Task directions. Only the lines from the one containing "board and batten" through the end of the data below should be copied, each exactly as written and with both ends kept.

Pointing records.
** begin **

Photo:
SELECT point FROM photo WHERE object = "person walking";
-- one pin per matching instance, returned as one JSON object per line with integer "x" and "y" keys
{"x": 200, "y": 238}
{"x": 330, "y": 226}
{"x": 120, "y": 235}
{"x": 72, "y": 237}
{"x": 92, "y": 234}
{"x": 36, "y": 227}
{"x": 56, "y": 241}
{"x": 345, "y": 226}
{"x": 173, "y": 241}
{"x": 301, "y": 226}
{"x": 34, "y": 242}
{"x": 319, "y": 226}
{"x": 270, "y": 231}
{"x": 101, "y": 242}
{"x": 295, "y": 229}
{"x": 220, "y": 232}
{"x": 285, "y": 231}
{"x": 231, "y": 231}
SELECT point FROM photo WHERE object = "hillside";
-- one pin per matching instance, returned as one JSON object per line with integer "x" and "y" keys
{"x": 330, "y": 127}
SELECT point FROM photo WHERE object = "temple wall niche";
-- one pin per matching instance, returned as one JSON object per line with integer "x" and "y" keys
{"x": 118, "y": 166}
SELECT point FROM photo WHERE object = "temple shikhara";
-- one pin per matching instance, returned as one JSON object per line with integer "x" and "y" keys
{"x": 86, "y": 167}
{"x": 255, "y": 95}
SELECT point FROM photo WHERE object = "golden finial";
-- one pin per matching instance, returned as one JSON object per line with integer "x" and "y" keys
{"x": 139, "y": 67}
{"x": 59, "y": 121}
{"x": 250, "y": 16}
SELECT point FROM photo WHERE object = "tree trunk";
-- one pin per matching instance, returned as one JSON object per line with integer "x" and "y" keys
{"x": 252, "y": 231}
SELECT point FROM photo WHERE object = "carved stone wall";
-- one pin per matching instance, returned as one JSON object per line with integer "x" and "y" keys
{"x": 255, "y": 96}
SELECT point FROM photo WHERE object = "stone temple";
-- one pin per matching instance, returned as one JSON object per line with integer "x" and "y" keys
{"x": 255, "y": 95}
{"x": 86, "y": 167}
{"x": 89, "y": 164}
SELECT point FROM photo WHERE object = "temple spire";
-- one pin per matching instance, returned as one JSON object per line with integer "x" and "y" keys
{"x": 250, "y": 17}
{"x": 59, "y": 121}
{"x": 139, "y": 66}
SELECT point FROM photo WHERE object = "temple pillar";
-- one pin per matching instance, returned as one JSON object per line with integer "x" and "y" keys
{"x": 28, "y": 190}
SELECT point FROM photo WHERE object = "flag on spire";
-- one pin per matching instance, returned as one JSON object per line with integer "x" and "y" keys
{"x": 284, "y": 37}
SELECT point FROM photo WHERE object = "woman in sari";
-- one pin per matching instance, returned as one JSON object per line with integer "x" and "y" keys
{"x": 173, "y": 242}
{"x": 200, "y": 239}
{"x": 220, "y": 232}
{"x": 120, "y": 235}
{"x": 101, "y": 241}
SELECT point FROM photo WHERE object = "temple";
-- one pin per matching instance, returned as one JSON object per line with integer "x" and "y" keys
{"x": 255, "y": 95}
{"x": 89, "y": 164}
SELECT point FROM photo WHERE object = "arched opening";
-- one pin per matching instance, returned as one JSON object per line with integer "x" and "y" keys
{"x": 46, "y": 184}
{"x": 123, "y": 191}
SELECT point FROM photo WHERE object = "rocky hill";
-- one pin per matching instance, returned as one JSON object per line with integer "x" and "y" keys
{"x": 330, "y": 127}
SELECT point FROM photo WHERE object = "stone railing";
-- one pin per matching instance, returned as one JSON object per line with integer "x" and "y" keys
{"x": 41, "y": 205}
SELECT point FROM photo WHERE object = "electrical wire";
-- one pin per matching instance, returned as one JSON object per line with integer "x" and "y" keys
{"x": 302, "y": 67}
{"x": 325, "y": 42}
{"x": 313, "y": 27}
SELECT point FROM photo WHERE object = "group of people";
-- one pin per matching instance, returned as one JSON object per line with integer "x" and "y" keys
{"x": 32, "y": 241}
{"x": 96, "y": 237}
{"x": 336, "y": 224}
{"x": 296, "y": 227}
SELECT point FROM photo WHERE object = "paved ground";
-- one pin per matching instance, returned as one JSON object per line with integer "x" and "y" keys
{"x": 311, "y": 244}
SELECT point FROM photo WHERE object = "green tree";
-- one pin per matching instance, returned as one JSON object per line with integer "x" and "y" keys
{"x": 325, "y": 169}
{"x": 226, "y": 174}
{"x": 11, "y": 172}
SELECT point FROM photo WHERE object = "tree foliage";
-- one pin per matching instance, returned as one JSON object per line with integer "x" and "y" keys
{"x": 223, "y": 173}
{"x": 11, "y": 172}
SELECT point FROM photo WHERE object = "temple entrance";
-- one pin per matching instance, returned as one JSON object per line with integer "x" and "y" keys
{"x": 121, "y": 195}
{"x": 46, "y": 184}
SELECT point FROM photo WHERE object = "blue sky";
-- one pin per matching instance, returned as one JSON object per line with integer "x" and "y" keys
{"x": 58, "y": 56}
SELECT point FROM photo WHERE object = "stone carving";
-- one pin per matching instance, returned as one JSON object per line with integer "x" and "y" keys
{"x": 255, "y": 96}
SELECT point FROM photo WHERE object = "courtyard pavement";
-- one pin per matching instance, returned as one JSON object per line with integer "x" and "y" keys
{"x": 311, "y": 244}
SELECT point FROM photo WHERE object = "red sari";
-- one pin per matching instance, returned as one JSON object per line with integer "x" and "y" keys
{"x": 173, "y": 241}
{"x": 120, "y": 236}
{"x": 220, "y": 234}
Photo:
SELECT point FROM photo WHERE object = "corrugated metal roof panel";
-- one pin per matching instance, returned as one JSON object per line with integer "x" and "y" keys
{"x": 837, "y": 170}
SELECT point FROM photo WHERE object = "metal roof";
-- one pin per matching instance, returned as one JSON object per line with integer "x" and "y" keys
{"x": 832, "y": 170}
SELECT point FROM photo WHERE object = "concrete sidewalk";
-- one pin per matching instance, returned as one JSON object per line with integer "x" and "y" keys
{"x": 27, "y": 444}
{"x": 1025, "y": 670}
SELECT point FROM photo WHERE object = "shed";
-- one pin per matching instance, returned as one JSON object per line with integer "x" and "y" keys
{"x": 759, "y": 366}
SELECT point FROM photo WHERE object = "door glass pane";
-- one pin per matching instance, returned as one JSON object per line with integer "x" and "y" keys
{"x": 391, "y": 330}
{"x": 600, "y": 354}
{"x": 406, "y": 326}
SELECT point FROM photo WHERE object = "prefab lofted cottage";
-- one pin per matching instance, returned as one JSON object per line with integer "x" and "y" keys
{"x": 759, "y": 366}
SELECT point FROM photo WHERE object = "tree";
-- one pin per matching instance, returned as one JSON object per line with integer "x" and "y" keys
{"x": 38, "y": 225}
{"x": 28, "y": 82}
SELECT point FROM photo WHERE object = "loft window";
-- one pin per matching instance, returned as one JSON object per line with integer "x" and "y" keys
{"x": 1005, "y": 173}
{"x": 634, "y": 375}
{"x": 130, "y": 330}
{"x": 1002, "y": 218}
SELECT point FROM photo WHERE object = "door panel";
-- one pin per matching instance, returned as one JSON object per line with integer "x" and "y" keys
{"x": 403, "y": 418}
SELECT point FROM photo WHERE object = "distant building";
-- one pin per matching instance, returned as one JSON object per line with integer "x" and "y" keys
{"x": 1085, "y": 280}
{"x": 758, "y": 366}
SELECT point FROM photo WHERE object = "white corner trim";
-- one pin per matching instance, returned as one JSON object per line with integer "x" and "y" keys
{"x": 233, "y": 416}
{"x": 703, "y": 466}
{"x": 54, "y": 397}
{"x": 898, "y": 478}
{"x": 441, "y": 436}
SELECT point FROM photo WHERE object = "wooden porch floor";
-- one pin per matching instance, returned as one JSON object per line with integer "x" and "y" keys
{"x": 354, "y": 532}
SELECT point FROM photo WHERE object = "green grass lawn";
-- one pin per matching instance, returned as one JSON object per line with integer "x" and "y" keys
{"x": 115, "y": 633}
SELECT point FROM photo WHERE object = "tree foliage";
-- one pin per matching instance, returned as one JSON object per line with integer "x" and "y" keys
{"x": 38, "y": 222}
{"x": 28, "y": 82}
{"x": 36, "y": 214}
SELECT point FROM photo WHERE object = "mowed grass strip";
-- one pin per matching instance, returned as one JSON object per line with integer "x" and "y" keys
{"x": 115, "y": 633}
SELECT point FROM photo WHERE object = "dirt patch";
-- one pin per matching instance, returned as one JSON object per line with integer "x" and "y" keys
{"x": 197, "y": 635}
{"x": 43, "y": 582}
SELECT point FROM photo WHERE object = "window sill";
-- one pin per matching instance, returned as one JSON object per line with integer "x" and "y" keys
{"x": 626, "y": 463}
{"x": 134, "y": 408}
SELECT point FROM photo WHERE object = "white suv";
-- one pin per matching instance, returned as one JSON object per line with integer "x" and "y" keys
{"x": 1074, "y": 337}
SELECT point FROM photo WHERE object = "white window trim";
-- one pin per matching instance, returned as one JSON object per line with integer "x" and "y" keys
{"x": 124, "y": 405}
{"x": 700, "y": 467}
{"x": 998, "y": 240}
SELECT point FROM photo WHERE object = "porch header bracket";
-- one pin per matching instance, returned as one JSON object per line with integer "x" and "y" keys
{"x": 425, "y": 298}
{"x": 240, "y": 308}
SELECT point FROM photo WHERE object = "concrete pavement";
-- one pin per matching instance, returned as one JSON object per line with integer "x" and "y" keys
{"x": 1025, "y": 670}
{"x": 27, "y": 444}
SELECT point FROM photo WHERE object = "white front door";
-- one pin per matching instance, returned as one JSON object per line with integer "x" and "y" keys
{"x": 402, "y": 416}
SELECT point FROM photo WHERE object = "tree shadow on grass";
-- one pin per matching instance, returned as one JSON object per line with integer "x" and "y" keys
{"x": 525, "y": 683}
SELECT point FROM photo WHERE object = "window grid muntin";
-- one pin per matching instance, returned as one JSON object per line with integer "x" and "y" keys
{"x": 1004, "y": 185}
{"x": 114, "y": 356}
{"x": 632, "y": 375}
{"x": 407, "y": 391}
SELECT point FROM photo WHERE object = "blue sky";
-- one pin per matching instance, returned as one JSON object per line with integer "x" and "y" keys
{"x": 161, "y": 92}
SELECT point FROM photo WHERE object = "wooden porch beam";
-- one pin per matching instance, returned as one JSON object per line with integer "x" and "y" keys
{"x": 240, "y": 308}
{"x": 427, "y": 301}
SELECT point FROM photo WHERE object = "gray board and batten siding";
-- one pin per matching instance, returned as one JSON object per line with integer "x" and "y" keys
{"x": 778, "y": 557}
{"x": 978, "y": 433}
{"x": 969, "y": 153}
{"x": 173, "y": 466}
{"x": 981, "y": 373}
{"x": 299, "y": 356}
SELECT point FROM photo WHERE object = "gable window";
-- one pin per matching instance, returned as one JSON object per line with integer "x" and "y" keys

** end **

Finished answer.
SELECT point FROM photo WHERE object = "gray board and batten siding";
-- one pin per matching instance, returned as one JSON object per line with integer "x" and "y" keys
{"x": 778, "y": 557}
{"x": 978, "y": 433}
{"x": 969, "y": 153}
{"x": 173, "y": 466}
{"x": 981, "y": 373}
{"x": 299, "y": 356}
SELECT point FROM photo WHERE object = "gable window";
-- one pin per matching instance, returned as one JSON object per line with integer "x" and "y" keys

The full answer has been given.